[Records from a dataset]
----------

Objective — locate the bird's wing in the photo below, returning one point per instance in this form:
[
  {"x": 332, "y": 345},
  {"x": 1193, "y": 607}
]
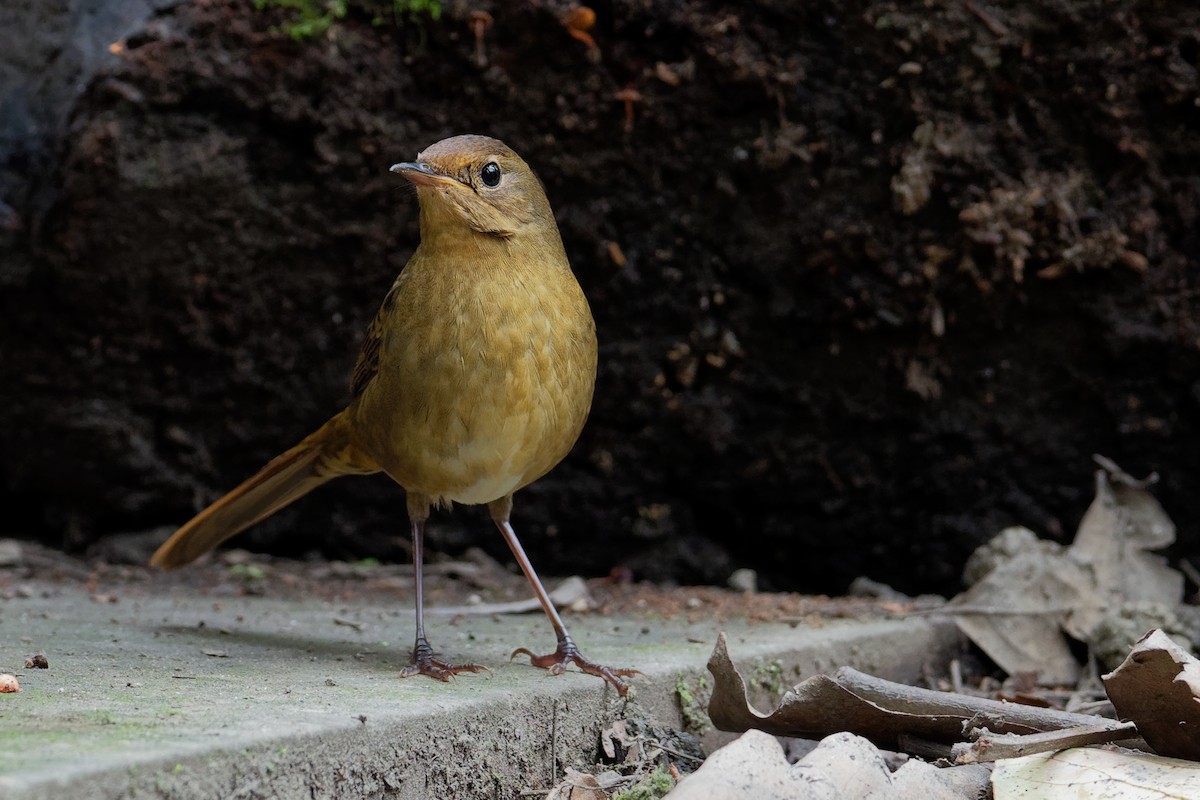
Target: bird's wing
[{"x": 369, "y": 356}]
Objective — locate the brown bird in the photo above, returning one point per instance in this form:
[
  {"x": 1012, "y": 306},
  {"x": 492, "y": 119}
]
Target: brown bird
[{"x": 474, "y": 379}]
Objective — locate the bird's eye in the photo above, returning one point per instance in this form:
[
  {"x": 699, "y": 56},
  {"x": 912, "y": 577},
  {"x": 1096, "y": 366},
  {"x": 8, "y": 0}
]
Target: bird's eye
[{"x": 491, "y": 174}]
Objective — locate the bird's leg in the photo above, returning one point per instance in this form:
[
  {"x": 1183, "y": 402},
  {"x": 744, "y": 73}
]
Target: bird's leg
[
  {"x": 567, "y": 653},
  {"x": 424, "y": 663}
]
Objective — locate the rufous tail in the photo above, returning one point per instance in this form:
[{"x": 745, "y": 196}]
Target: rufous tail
[{"x": 321, "y": 457}]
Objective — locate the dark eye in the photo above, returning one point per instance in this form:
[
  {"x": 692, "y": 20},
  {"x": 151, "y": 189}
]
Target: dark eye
[{"x": 491, "y": 174}]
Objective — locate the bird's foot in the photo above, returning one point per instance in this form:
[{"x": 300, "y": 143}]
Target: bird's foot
[
  {"x": 424, "y": 663},
  {"x": 567, "y": 654}
]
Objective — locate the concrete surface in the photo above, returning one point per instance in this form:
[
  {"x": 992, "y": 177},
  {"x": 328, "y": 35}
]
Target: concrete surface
[{"x": 177, "y": 695}]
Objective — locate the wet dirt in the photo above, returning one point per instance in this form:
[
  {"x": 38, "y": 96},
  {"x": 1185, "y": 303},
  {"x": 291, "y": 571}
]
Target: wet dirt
[{"x": 870, "y": 281}]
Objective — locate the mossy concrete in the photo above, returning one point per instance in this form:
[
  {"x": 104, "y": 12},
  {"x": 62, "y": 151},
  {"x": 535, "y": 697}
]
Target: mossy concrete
[{"x": 167, "y": 693}]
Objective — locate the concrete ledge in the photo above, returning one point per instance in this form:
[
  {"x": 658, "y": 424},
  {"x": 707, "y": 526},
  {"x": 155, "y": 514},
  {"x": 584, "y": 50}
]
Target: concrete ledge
[{"x": 177, "y": 695}]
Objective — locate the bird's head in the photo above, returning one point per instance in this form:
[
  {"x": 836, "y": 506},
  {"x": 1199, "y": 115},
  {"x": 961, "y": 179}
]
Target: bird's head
[{"x": 479, "y": 182}]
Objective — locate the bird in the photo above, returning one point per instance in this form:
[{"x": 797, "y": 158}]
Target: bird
[{"x": 474, "y": 379}]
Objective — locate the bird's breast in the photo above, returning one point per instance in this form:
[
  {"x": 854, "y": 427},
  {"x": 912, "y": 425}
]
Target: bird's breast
[{"x": 484, "y": 382}]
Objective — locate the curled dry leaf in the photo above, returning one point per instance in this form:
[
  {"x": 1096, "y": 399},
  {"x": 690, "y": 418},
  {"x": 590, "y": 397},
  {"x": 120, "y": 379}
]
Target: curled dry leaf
[
  {"x": 1095, "y": 773},
  {"x": 1029, "y": 594},
  {"x": 874, "y": 708},
  {"x": 1158, "y": 690}
]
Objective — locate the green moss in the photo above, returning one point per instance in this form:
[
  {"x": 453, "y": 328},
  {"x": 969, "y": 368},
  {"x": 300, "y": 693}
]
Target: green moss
[
  {"x": 694, "y": 704},
  {"x": 312, "y": 18},
  {"x": 247, "y": 571},
  {"x": 652, "y": 787},
  {"x": 769, "y": 677}
]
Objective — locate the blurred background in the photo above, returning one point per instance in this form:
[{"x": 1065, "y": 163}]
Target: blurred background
[{"x": 871, "y": 280}]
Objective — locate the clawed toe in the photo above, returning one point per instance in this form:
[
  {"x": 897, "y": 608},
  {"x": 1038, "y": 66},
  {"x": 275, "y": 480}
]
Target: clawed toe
[
  {"x": 424, "y": 663},
  {"x": 568, "y": 654}
]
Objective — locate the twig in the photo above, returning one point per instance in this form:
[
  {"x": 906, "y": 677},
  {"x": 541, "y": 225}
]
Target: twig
[
  {"x": 916, "y": 701},
  {"x": 993, "y": 24},
  {"x": 991, "y": 746}
]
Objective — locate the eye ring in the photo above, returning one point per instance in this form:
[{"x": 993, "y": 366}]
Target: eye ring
[{"x": 491, "y": 174}]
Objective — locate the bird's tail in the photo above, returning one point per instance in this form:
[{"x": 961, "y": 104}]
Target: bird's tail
[{"x": 324, "y": 455}]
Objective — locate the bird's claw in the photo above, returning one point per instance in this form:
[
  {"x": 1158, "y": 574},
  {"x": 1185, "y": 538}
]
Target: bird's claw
[
  {"x": 567, "y": 654},
  {"x": 424, "y": 663}
]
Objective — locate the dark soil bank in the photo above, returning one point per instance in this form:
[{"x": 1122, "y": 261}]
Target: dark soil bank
[{"x": 871, "y": 280}]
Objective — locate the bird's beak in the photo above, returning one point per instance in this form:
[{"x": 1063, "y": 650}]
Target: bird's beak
[{"x": 421, "y": 173}]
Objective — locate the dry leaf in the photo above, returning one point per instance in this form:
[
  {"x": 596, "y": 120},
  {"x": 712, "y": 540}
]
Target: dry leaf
[
  {"x": 1015, "y": 612},
  {"x": 877, "y": 709},
  {"x": 1123, "y": 522},
  {"x": 1027, "y": 593},
  {"x": 1158, "y": 689},
  {"x": 1096, "y": 774}
]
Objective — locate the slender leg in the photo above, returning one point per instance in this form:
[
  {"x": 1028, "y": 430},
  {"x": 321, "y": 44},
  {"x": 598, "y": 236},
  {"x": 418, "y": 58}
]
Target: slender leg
[
  {"x": 424, "y": 663},
  {"x": 567, "y": 653}
]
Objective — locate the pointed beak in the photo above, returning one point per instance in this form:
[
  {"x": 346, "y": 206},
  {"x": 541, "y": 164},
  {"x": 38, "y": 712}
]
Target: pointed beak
[{"x": 423, "y": 174}]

----------

**What this task involves:** All of the entries above should be copied exactly, except for the pictures.

**Full answer:**
Objective — locate the bird's wing in the photo below, returning one point per instance in this form:
[
  {"x": 332, "y": 345},
  {"x": 1193, "y": 607}
]
Target: bird's wing
[{"x": 369, "y": 356}]
Objective — locate the brown bird in the photo above, returning one point per instance in this form:
[
  {"x": 1012, "y": 306},
  {"x": 492, "y": 119}
]
Target: brown bird
[{"x": 474, "y": 379}]
Objective — locate the bird's eye in the photo above, returning one point per instance in this form:
[
  {"x": 699, "y": 56},
  {"x": 912, "y": 577},
  {"x": 1096, "y": 366},
  {"x": 8, "y": 0}
]
Target: bird's eye
[{"x": 491, "y": 174}]
Objective — locate the bird's leg in the photo above, returning one point per instance in this form:
[
  {"x": 1183, "y": 402},
  {"x": 744, "y": 73}
]
Target: bird's leg
[
  {"x": 567, "y": 653},
  {"x": 424, "y": 663}
]
Objective — locate the rufous tail in the photo above, returning one point per instance in this form:
[{"x": 745, "y": 196}]
Target: rufous tail
[{"x": 321, "y": 457}]
Objective — locate the dark eye in the photo above, returning one point per instance in this form:
[
  {"x": 692, "y": 20},
  {"x": 151, "y": 189}
]
Target: dark eye
[{"x": 491, "y": 174}]
Objective — locate the bird's foot in the photo above, returning one point per instance in this form:
[{"x": 300, "y": 143}]
Target: bird's foot
[
  {"x": 424, "y": 663},
  {"x": 567, "y": 654}
]
Objective — locate the concrete surface in the photo above, returning one point per instance in this form:
[
  {"x": 992, "y": 177},
  {"x": 328, "y": 35}
]
Target: concrete surface
[{"x": 177, "y": 695}]
Objective — locate the wet dirt in the photo above, returning one point per instance in this form:
[
  {"x": 38, "y": 96},
  {"x": 1185, "y": 303},
  {"x": 291, "y": 571}
]
Target: wet dirt
[{"x": 870, "y": 281}]
Objective — locate the mossy concrete in the photo above, returning one point per instance in this form:
[
  {"x": 104, "y": 12},
  {"x": 62, "y": 151},
  {"x": 535, "y": 697}
]
Target: mossy concrete
[{"x": 167, "y": 693}]
Objective — locate the concrete ledge in the photo above, returning one point per instance in this form:
[
  {"x": 658, "y": 424},
  {"x": 707, "y": 526},
  {"x": 155, "y": 514},
  {"x": 584, "y": 50}
]
Target: concrete ledge
[{"x": 177, "y": 695}]
Objective — locate the bird's head in the photo above, returning one point per instance in this form:
[
  {"x": 836, "y": 506},
  {"x": 1199, "y": 115},
  {"x": 961, "y": 179}
]
Target: bird's head
[{"x": 479, "y": 182}]
Objective — locate the bird in the photo above, returning one point per instance in this form:
[{"x": 797, "y": 158}]
Target: bird
[{"x": 474, "y": 379}]
Objective — locate the bird's breast in the photo above, returning one point per instance in this form:
[
  {"x": 854, "y": 427},
  {"x": 912, "y": 425}
]
Target: bird's breast
[{"x": 484, "y": 382}]
Objective — locate the curled dry leaf in the photo above, returning one point per instance in this form:
[
  {"x": 1096, "y": 399},
  {"x": 690, "y": 418},
  {"x": 590, "y": 397},
  {"x": 120, "y": 379}
]
Target: curled dry leaf
[
  {"x": 1095, "y": 773},
  {"x": 1029, "y": 594},
  {"x": 874, "y": 708},
  {"x": 1158, "y": 690}
]
Objective — locate the green moss in the photo above, returning one point per instance in this form:
[
  {"x": 453, "y": 328},
  {"x": 969, "y": 368},
  {"x": 300, "y": 693}
]
Target: green moss
[
  {"x": 694, "y": 704},
  {"x": 312, "y": 18},
  {"x": 247, "y": 571},
  {"x": 652, "y": 787},
  {"x": 769, "y": 677}
]
Objective — locate the blurred background in the photo above, returning one point per instance in this form:
[{"x": 1065, "y": 163}]
Target: blurred background
[{"x": 871, "y": 280}]
Objective — locate the clawed toe in the photo above, returning one point per instance in this form:
[
  {"x": 897, "y": 608},
  {"x": 1038, "y": 66},
  {"x": 275, "y": 480}
]
Target: clawed toe
[
  {"x": 424, "y": 663},
  {"x": 568, "y": 654}
]
Objective — locate the twig in the photo above, returning one point per instance in this form:
[
  {"x": 906, "y": 677},
  {"x": 541, "y": 225}
]
Target: twig
[
  {"x": 916, "y": 701},
  {"x": 993, "y": 24},
  {"x": 991, "y": 746}
]
Objective — locate the eye ring in the photo above, returning one point per instance in this form:
[{"x": 993, "y": 366}]
Target: eye ring
[{"x": 491, "y": 174}]
Objective — locate the bird's tail in the photo above, returning one point per instance in this form:
[{"x": 961, "y": 104}]
Target: bird's tail
[{"x": 324, "y": 455}]
Objective — locate the bird's claw in the photo above, returning one point per instance in this form:
[
  {"x": 1158, "y": 574},
  {"x": 1185, "y": 538}
]
Target: bird's claw
[
  {"x": 567, "y": 654},
  {"x": 424, "y": 663}
]
Objective — locate the dark soil bank in the photo above, returning one point per instance in this form:
[{"x": 1122, "y": 261}]
Target: dark soil bank
[{"x": 871, "y": 280}]
Objective — locate the bird's beak in the photo above, returning one point per instance in this form:
[{"x": 1063, "y": 650}]
Target: bird's beak
[{"x": 421, "y": 173}]
Objective — locate the dry leaf in the photo above, returning one point per instance in this form:
[
  {"x": 596, "y": 120},
  {"x": 712, "y": 540}
]
Target: dry leaf
[
  {"x": 1015, "y": 612},
  {"x": 877, "y": 709},
  {"x": 1123, "y": 522},
  {"x": 1027, "y": 593},
  {"x": 1158, "y": 689},
  {"x": 1096, "y": 774}
]
Objective — locate the slender leg in the photo above, returning one point per instance in this form:
[
  {"x": 1028, "y": 430},
  {"x": 321, "y": 44},
  {"x": 598, "y": 236},
  {"x": 418, "y": 58}
]
Target: slender leg
[
  {"x": 424, "y": 663},
  {"x": 567, "y": 653}
]
Objective — locate the pointed beak in the photo above, returning one point per instance in this form:
[
  {"x": 346, "y": 206},
  {"x": 541, "y": 164},
  {"x": 38, "y": 712}
]
Target: pointed beak
[{"x": 423, "y": 174}]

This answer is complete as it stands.